==== EXTRAIT DU TEXTE

« C’est comme si nous devions arranger en même temps cent visites d’Etat » L’enterrement de la reine a donné lieu à un gigantesque ballet diplomatique avec la présence, à Londres, de plus de cinq cents dignitaires du monde entier. Tous les pays n’ont cependant pas été invités.
Plus de cinq cents dignitaires du monde entier devaient faire le déplacement à Londres pour les funérailles d’Etat de la reine Elizabeth II, lundi 19 septembre, dont une centaine de présidents et de premiers ministres, et, au moins, vingt têtes couronnées. Parmi eux, le roi Felipe VI, l’empereur Naruhito du Japon, dont c’est le premier déplacement à l’étranger depuis son accession au trône en 2019, le président américain, Joe Biden, le chef de l’Etat français, Emmanuel Macron, le Brésilien Jair Bolsonaro…
Il n’était pas, officiellement, question de parler politique ou géopolitique, mais cet événement à portée mondiale représente tout de même une occasion rare pour la diplomatie britannique de briller. D’autant qu’elle est bousculée depuis le Brexit : la confiance avec les partenaires européens du Royaume-Uni s’est érodée, à la suite de l’attitude du gouvernement de Boris Johnson, jugée cavalière, voire contraire à ses engagements internationaux dans le cadre de l’Irlande du Nord.

========
==== DONNÉES FOURNIES

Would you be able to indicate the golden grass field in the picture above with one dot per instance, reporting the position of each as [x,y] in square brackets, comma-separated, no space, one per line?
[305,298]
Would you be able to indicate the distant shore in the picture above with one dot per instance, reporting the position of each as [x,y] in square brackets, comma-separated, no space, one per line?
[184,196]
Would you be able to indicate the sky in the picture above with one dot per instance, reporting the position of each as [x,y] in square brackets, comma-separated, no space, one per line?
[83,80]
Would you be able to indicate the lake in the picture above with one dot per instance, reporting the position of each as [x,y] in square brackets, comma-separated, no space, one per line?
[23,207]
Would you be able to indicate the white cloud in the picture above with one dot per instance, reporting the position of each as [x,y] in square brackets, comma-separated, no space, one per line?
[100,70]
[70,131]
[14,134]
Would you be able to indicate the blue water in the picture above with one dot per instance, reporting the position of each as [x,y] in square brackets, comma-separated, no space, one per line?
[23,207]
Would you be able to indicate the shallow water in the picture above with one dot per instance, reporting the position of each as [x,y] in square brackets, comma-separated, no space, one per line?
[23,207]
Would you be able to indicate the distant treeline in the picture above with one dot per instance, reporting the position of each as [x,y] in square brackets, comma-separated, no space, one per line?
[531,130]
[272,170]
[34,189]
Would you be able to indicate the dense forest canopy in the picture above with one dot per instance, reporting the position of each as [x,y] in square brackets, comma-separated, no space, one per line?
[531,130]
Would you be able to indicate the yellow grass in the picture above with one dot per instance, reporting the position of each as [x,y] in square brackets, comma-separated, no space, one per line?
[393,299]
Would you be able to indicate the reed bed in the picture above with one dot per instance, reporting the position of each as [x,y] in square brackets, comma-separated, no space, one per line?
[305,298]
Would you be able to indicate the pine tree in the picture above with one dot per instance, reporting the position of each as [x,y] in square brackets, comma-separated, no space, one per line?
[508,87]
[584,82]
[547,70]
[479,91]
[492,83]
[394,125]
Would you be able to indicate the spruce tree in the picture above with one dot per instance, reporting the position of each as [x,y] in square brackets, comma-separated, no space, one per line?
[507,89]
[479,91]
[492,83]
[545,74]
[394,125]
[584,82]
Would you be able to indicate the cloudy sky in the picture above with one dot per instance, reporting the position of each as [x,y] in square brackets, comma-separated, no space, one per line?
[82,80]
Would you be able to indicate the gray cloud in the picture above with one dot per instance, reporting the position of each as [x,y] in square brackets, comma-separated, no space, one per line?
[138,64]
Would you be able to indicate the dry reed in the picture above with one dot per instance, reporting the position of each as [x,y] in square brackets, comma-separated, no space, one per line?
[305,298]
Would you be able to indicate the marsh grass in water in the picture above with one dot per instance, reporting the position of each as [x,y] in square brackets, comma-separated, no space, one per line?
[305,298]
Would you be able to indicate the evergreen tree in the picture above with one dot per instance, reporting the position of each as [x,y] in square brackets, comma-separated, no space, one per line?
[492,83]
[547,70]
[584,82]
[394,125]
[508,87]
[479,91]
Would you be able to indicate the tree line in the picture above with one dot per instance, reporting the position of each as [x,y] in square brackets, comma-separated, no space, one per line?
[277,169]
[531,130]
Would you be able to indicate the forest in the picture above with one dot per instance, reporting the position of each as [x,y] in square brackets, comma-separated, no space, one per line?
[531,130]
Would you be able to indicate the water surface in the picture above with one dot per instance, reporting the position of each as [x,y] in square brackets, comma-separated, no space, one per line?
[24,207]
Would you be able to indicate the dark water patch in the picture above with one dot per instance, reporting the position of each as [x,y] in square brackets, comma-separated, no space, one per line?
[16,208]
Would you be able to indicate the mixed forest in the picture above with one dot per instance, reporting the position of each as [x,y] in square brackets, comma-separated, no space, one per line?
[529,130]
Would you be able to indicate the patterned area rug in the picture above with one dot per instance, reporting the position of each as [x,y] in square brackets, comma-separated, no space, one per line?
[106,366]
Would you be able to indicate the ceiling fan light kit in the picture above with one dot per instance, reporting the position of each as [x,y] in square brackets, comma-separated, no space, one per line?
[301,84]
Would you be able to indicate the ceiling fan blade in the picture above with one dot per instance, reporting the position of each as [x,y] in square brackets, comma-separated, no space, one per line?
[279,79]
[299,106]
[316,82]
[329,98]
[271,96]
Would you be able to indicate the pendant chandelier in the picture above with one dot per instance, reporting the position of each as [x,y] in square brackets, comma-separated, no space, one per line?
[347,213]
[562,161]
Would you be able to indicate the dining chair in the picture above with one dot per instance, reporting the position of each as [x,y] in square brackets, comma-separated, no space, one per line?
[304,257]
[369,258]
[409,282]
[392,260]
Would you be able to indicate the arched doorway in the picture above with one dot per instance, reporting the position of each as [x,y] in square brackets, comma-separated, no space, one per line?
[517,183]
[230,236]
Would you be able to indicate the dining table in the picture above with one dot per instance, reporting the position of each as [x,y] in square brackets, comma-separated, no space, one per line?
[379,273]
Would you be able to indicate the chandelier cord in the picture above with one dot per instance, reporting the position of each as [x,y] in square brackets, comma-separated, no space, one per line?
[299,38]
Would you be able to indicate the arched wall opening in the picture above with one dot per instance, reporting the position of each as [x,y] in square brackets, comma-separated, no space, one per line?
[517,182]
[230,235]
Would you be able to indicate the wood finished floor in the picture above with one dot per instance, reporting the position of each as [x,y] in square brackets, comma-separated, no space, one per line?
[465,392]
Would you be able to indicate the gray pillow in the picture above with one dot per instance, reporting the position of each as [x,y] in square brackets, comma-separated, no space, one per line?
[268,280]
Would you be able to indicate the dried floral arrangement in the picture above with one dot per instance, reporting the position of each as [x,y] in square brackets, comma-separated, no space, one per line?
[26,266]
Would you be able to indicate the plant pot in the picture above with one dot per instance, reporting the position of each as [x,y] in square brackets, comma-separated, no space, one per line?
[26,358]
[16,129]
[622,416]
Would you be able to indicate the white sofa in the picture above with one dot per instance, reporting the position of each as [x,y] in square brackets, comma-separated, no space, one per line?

========

**TRAVAIL DEMANDÉ**:
• a. Répondez aux questions suivantes à partir de l'article sur les funérailles de la reine Elizabeth II.
(i) Combien de dignitaires du monde entier devaient se rendre à Londres pour ces funérailles ?
(ii) Pour quel souverain s'agit-il du premier déplacement à l'étranger depuis son accession au trône, et en quelle année y a-t-il accédé ?
(iii) Depuis quel événement la diplomatie britannique est-elle bousculée ?
• b. Relevez chaque ligne de la liste qui contient la chaîne « distant ». Tenez compte de la casse.

**EXERCICE CORRIGÉ**:
• a.
(i) Plus de cinq cents dignitaires devaient se rendre à Londres.
(ii) Il s'agit de l'empereur Naruhito du Japon, monté sur le trône en 2019.
(iii) La diplomatie britannique est bousculée depuis le Brexit.

• b.
Would you be able to indicate the distant shore in the picture above with one dot per instance, reporting the position of each as [x,y] in square brackets, comma-separated, no space, one per line?
Would you be able to indicate the distant treeline in the picture above with one dot per instance, reporting the position of each as [x,y] in square brackets, comma-separated, no space, one per line?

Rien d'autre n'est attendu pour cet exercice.